▸ AIM: Return the full listing exactly as it is written.

Point labeling examples:
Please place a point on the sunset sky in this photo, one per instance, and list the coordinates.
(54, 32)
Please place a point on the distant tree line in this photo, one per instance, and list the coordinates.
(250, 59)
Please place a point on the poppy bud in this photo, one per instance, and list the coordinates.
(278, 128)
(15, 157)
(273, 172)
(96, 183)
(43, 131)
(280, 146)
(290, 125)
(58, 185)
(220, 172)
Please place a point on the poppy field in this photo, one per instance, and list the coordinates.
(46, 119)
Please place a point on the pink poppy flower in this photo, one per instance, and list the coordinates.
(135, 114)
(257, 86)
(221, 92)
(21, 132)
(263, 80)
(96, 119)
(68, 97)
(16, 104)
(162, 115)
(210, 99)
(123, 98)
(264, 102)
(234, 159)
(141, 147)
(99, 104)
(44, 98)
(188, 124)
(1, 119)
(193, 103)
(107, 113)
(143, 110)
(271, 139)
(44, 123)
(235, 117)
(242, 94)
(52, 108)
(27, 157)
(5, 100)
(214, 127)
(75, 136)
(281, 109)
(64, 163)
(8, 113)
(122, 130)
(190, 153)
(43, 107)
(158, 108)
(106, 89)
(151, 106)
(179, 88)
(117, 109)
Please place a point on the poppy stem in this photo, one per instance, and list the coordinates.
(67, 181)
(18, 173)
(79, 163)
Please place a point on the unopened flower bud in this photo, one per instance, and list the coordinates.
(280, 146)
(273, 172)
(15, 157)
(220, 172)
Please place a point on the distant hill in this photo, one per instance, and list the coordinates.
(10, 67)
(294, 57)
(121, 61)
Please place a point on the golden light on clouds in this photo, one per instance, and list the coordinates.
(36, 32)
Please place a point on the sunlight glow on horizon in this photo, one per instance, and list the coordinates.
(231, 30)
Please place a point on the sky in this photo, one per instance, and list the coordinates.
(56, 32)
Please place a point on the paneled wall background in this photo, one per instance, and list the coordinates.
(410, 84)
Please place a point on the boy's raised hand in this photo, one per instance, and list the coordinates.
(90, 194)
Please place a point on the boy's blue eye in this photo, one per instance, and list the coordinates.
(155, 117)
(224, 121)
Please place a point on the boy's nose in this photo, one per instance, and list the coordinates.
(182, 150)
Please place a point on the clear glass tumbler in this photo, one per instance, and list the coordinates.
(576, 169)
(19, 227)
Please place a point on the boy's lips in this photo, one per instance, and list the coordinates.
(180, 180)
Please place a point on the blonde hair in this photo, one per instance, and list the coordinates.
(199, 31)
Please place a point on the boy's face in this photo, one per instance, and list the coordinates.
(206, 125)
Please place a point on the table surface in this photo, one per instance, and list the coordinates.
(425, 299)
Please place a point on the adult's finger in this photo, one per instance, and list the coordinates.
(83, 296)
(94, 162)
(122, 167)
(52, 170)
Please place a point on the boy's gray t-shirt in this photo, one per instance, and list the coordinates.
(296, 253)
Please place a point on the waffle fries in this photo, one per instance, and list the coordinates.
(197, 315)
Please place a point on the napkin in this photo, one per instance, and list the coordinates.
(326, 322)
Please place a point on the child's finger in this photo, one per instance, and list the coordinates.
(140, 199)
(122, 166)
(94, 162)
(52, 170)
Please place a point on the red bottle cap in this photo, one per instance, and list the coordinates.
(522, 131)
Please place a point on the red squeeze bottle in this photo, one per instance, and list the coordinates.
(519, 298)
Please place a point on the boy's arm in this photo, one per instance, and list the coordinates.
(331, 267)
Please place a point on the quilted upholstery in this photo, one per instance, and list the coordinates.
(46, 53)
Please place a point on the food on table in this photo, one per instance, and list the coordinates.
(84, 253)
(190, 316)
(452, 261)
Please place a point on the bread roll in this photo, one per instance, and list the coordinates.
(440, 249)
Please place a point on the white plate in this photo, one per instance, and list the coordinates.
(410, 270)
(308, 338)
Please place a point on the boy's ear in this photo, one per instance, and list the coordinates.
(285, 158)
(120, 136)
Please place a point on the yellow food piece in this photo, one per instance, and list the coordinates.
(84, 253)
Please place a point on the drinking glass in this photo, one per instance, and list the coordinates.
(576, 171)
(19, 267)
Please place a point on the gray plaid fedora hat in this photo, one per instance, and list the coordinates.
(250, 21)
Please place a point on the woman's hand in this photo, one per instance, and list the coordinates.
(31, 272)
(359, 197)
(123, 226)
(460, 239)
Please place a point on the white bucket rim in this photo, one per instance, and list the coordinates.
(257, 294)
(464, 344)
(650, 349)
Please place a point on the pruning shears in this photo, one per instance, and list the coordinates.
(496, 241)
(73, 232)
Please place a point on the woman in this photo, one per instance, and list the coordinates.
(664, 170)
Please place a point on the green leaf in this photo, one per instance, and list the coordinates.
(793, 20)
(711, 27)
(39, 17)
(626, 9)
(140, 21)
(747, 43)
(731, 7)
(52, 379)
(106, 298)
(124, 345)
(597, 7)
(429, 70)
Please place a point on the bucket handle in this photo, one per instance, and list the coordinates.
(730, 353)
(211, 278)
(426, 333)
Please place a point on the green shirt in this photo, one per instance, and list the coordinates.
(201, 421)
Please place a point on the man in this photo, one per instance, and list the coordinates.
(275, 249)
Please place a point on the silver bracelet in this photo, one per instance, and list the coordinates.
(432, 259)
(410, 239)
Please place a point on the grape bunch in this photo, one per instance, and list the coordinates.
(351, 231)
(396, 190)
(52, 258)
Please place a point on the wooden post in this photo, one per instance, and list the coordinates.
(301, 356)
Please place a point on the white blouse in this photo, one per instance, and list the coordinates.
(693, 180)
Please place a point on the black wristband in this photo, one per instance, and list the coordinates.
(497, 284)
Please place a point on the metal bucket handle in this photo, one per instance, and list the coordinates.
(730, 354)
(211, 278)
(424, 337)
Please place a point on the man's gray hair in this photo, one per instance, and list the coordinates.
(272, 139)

▸ EXERCISE OUTPUT:
Please place a point on the sunset sky in this photo, one per instance, and list the coordinates.
(54, 32)
Please place a point on the distant tree line in this photo, one per instance, and list the coordinates.
(250, 59)
Please place a point on the poppy bud in this photo, one per instance, and list the coordinates.
(278, 128)
(15, 157)
(273, 172)
(96, 183)
(43, 131)
(280, 146)
(290, 125)
(58, 185)
(220, 172)
Please place a point on the poppy field in this photo, one per instance, and list the coordinates.
(46, 119)
Please place a point on the pink poppy flower in this photo, one per instance, and list the coordinates.
(135, 114)
(257, 86)
(221, 92)
(21, 132)
(263, 80)
(96, 119)
(68, 97)
(16, 104)
(162, 115)
(210, 99)
(123, 98)
(264, 102)
(234, 159)
(141, 147)
(99, 104)
(44, 98)
(188, 124)
(1, 119)
(193, 103)
(107, 113)
(143, 110)
(271, 139)
(44, 123)
(235, 117)
(242, 94)
(52, 108)
(27, 157)
(5, 100)
(214, 127)
(75, 136)
(281, 109)
(64, 163)
(8, 113)
(122, 130)
(190, 153)
(43, 107)
(158, 108)
(106, 89)
(151, 106)
(179, 88)
(117, 109)
Please place a point on the poppy stem in this photo, one per instance, and list the coordinates.
(67, 181)
(18, 173)
(79, 163)
Please place a point on the unopened flower bud in this photo, one per instance, and list the coordinates.
(280, 146)
(273, 172)
(15, 157)
(220, 172)
Please place a point on the distant hill in this photo, one per instance, and list the coordinates.
(10, 67)
(294, 57)
(121, 61)
Please place a point on the golden light on clouds in this photo, one per instance, and list the coordinates.
(36, 32)
Please place a point on the sunlight glow on horizon in this photo, one per instance, and list the coordinates.
(231, 30)
Please place a point on the sky in this photo, one per instance, and list the coordinates.
(56, 32)
Please place a point on the paneled wall background in this photo, one per instance, and list the coordinates.
(410, 84)
Please place a point on the boy's raised hand in this photo, one per instance, and list the coordinates.
(90, 194)
Please place a point on the boy's blue eye in this photo, one per instance, and list the coordinates.
(155, 117)
(224, 121)
Please place a point on the boy's nose in this photo, one per instance, and list the coordinates.
(182, 150)
Please place a point on the clear glass tumbler in this photo, one per instance, and list the coordinates.
(576, 169)
(19, 227)
Please place a point on the boy's lips in this photo, one per instance, and list the coordinates.
(180, 180)
Please place a point on the blonde hair in this photo, one per instance, and list the coordinates.
(199, 31)
Please place a point on the boy's face in this photo, one per instance, and list the coordinates.
(206, 125)
Please place a point on the table surface in this photo, one per instance, and list the coordinates.
(425, 299)
Please place a point on the adult's finger in this photo, one per instance, and list the coordinates.
(83, 296)
(94, 162)
(122, 167)
(52, 170)
Please place a point on the boy's gray t-shirt in this photo, one per instance, and list the coordinates.
(296, 253)
Please place a point on the waffle fries in this photo, one per instance, and list the coordinates.
(197, 315)
Please place a point on the napkin in this photo, one per instance, and list the coordinates.
(326, 322)
Please place a point on the child's finger in this photo, one per instance, and list the coordinates.
(140, 199)
(122, 166)
(94, 162)
(52, 170)
Please place a point on the red bottle cap in this photo, one per instance, and list the coordinates.
(522, 131)
Please place a point on the red squeeze bottle in this photo, one per instance, and list the coordinates.
(519, 298)
Please place a point on the boy's arm in this photo, one per instance, and list the coordinates.
(331, 267)
Please place a point on the quilted upholstery in this photo, one per instance, and list the coordinates.
(46, 53)
Please place a point on the food on table in this photo, one per instance, and list the coordinates.
(84, 253)
(190, 316)
(452, 261)
Please place a point on the bread roll in this photo, one per instance, and list the coordinates.
(440, 249)
Please place a point on the white plate in this photo, one per instance, and list the coordinates.
(410, 270)
(308, 338)
Please place a point on the boy's ear in this photo, one per instance, and list the coordinates.
(285, 158)
(120, 136)
Please place a point on the yellow food piece in this photo, one per instance, and list the coordinates.
(84, 253)
Please place a point on the drinking glass in this photo, one per instance, and list the coordinates.
(576, 171)
(19, 267)
Please place a point on the gray plaid fedora hat in this photo, one per instance, and list the coordinates.
(250, 21)
Please place a point on the woman's hand in this photo, one per instance, and list the coordinates.
(31, 272)
(359, 197)
(123, 226)
(460, 239)
Please place a point on the white bucket rim in this photo, one per instance, and list the coordinates.
(257, 294)
(464, 344)
(650, 349)
Please place a point on the pruning shears in this photo, one per instance, and list the coordinates.
(496, 241)
(73, 232)
Please place a point on the woman in this photo, one per instance, and list the coordinates.
(664, 170)
Please place a point on the green leaf in this photo, one per instance, and list the coordinates.
(793, 20)
(711, 27)
(39, 17)
(626, 9)
(140, 21)
(747, 43)
(731, 7)
(52, 379)
(106, 298)
(124, 345)
(597, 7)
(429, 70)
Please place a point on the bucket handle in this photo, one per instance, and list the coordinates.
(730, 353)
(211, 278)
(426, 333)
Please place a point on the green shirt in this photo, one per instance, and list the coordinates.
(201, 421)
Please place a point on the man in this photo, one per instance, and list the coordinates.
(275, 249)
Please place a point on the silver bracelet in this photo, one per instance, and list the coordinates.
(432, 259)
(410, 239)
Please place a point on the grape bunch in this photo, one per instance, and list the coordinates.
(351, 231)
(396, 190)
(52, 258)
Please place a point on the wooden post in this photo, one per instance, and list the coordinates.
(301, 356)
Please place a point on the white blouse in this photo, one per instance, and list the coordinates.
(693, 180)
Please place a point on the black wristband in this photo, one per instance, and list the coordinates.
(497, 284)
Please place a point on the metal bucket handle in this photo, one per instance, and list the coordinates.
(730, 354)
(211, 278)
(424, 337)
Please place a point on the man's gray hair in this photo, one per instance, and list the coordinates.
(272, 139)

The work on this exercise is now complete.